▸ Task statement:
When the line containing "Target: green grass field" appears in the entries below, begin printing there and stop after the line containing "Target: building roof"; print each of those lines exactly and no other line.

▸ Exercise material:

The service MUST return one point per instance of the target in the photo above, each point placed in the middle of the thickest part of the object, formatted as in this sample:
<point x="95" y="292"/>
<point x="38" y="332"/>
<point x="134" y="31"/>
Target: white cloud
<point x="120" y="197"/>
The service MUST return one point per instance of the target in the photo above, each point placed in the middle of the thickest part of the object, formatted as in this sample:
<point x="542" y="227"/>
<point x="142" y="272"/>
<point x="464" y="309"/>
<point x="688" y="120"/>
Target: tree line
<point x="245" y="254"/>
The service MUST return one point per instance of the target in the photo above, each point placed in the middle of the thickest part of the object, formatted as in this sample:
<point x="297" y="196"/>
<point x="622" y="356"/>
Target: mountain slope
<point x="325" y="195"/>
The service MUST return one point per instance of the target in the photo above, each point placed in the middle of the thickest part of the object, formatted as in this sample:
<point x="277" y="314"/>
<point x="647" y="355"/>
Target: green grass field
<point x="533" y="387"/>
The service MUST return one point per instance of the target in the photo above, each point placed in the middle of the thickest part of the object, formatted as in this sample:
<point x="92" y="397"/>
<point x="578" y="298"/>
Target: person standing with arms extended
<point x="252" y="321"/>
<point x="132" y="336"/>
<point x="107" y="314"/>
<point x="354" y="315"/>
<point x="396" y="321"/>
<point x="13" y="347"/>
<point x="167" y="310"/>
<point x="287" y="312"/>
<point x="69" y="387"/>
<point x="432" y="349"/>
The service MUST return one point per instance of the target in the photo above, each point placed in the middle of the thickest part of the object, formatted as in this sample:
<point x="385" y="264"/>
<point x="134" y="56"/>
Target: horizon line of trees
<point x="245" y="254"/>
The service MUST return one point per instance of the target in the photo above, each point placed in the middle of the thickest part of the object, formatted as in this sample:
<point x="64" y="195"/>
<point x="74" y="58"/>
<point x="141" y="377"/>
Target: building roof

* * *

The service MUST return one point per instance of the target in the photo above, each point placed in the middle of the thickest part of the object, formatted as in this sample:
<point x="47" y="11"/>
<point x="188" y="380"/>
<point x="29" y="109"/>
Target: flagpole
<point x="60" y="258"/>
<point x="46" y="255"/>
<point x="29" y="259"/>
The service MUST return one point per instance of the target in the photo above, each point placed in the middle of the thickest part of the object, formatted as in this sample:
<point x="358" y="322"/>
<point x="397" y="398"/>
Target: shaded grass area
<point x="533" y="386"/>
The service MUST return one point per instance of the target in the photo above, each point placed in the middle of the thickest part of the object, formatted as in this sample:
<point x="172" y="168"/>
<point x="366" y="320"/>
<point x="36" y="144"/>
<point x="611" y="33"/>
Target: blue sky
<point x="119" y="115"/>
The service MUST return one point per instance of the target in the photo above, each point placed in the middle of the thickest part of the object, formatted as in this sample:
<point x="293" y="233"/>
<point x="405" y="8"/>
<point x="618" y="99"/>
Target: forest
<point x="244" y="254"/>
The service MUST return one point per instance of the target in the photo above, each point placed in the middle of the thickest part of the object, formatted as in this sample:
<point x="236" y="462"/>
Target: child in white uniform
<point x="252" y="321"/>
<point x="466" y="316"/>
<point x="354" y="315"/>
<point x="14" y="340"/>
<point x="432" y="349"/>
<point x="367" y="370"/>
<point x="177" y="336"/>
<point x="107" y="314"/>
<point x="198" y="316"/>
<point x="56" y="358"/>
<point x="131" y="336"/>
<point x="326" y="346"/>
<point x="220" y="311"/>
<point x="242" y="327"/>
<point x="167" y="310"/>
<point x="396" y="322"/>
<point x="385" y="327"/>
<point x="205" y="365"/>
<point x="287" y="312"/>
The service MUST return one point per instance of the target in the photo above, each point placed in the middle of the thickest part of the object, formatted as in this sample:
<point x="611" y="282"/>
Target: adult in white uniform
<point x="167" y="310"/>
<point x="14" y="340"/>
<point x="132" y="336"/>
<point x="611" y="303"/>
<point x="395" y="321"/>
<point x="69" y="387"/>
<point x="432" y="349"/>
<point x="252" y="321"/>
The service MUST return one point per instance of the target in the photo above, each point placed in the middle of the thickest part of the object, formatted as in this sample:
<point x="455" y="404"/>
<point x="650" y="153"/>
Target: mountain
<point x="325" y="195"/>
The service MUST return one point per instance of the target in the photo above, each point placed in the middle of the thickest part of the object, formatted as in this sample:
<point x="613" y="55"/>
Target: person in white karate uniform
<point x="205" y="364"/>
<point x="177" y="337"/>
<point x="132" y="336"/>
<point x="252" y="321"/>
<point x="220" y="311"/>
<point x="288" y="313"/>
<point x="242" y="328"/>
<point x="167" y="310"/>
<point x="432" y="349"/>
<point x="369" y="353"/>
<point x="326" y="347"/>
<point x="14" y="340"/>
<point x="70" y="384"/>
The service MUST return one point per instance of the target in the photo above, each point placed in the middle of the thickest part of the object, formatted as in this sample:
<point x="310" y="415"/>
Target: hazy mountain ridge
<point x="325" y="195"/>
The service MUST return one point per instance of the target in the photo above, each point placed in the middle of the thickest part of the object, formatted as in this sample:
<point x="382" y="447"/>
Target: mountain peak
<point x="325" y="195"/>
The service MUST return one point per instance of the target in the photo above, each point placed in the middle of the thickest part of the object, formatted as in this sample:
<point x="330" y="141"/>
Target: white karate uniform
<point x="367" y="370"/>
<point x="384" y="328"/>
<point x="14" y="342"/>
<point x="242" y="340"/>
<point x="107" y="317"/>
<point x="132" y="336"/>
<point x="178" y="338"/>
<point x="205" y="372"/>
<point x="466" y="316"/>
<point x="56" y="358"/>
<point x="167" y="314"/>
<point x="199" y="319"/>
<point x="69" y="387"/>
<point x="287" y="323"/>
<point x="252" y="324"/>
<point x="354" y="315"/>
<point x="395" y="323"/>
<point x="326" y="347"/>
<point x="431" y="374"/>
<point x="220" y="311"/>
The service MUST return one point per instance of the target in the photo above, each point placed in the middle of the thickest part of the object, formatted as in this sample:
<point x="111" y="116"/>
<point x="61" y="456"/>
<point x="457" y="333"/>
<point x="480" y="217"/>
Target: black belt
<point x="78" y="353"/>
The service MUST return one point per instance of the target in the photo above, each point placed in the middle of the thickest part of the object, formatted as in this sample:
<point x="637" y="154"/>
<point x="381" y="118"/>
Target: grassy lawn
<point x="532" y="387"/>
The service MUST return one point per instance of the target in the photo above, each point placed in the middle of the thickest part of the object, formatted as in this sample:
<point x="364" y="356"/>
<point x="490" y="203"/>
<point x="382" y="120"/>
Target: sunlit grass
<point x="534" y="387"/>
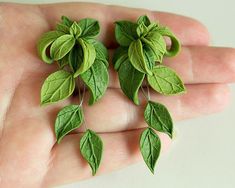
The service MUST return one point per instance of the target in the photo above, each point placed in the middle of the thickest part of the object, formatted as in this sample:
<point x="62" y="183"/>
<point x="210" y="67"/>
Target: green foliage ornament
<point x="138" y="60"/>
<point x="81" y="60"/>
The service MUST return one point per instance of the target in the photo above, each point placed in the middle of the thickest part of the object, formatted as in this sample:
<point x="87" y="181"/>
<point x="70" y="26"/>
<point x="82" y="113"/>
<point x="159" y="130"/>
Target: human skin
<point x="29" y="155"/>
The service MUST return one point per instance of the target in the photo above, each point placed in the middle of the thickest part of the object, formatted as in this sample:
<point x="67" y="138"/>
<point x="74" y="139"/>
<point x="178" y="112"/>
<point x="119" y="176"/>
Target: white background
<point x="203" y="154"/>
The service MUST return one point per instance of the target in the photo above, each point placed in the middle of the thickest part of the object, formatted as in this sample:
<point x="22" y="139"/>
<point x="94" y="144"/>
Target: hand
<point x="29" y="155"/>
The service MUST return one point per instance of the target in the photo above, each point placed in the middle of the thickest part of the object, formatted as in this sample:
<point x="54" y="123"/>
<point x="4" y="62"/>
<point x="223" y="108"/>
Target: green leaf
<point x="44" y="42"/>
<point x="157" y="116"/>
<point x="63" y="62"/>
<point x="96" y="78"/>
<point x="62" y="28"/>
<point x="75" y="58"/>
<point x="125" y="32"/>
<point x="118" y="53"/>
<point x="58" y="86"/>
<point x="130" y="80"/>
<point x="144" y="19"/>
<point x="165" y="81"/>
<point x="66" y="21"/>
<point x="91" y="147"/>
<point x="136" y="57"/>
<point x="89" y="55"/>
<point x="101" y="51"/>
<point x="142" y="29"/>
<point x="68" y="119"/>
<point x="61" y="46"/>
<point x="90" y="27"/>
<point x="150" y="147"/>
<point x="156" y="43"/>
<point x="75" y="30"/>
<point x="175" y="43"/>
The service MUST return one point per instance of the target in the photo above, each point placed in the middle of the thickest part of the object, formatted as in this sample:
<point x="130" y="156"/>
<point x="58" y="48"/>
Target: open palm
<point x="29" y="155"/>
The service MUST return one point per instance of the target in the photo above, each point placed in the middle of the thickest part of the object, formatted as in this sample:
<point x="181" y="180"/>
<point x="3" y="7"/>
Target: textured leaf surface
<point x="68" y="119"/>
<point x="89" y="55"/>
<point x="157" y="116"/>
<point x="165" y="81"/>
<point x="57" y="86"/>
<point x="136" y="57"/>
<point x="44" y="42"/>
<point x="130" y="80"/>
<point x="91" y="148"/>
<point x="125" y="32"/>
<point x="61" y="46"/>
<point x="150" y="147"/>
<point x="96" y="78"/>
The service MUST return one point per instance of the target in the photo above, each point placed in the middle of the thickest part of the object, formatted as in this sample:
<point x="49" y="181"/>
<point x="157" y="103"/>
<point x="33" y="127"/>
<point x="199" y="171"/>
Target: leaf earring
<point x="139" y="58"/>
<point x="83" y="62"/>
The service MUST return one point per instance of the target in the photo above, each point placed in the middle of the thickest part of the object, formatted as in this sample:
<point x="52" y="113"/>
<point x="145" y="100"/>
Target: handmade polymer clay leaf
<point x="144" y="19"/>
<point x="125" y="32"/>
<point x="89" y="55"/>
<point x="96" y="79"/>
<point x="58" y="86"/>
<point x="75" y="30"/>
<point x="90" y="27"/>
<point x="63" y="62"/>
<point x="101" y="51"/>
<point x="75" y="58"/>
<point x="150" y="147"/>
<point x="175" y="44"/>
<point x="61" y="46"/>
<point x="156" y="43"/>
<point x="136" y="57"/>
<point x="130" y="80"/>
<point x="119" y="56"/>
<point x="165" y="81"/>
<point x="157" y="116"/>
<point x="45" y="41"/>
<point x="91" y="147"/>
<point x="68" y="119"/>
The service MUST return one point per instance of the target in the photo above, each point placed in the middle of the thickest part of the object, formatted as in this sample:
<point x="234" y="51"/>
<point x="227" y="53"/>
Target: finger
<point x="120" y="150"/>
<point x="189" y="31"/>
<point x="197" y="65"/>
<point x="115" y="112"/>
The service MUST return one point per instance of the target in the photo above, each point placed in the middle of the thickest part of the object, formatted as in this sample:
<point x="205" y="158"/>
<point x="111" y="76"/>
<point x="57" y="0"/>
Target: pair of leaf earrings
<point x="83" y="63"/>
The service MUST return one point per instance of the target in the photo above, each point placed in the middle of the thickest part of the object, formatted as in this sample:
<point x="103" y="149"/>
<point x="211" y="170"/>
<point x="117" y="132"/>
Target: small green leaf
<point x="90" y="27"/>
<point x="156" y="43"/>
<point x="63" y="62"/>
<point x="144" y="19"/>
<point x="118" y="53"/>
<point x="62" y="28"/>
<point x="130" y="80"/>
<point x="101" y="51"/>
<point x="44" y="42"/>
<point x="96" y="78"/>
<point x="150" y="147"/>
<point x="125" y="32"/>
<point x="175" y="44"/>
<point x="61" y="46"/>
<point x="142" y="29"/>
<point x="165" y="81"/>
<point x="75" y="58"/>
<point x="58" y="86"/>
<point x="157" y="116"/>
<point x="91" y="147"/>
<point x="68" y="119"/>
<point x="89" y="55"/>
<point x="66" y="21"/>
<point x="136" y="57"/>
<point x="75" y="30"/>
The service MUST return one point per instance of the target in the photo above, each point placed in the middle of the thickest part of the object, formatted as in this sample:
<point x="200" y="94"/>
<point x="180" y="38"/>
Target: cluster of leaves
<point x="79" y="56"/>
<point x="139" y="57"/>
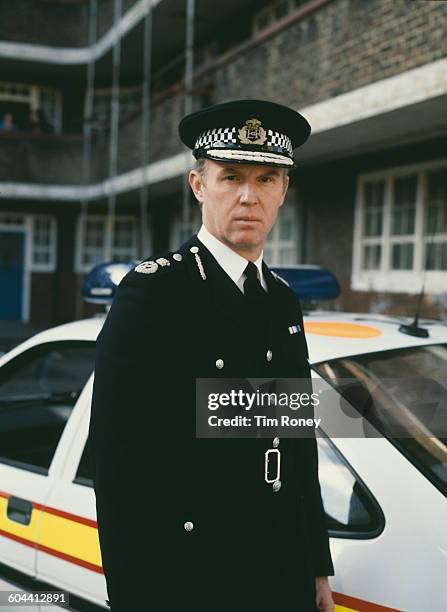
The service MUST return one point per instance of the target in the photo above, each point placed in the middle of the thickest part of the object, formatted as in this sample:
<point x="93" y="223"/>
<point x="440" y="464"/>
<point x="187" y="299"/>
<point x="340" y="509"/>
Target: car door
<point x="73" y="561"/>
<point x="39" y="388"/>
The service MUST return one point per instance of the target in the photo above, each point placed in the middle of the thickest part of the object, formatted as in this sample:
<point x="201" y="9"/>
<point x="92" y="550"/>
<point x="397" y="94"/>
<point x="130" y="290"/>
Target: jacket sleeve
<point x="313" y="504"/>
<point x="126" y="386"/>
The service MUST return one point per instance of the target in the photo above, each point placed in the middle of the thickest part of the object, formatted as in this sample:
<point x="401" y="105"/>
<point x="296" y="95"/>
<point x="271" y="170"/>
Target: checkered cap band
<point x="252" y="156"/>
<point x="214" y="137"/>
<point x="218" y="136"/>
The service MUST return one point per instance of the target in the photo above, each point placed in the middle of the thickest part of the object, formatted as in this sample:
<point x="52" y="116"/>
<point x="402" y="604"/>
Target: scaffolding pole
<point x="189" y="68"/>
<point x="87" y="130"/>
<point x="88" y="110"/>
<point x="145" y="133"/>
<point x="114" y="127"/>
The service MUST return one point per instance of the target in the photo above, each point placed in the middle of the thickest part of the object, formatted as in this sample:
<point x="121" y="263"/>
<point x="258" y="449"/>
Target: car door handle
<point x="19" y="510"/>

▸ Exercise solution:
Target: green grass field
<point x="533" y="387"/>
The service MUST return one point per instance of the target in the photo above, each point placed in the middle of the thickest part of the object, formatted as in this sample:
<point x="92" y="397"/>
<point x="578" y="298"/>
Target: person standing with arms extended
<point x="252" y="321"/>
<point x="132" y="336"/>
<point x="107" y="314"/>
<point x="354" y="315"/>
<point x="396" y="321"/>
<point x="13" y="347"/>
<point x="167" y="310"/>
<point x="287" y="312"/>
<point x="69" y="387"/>
<point x="432" y="349"/>
The service MUST return one point per instance of the target in the photo above, each point placed in the middle of the thickest part of the object, formatted as in this sample:
<point x="385" y="264"/>
<point x="134" y="56"/>
Target: horizon line of trees
<point x="245" y="254"/>
The service MUST return one point per instance of the target in the photo above, each point placed in the middle of the thickest part of the object, formatted as in this sample:
<point x="64" y="195"/>
<point x="74" y="58"/>
<point x="141" y="377"/>
Target: building roof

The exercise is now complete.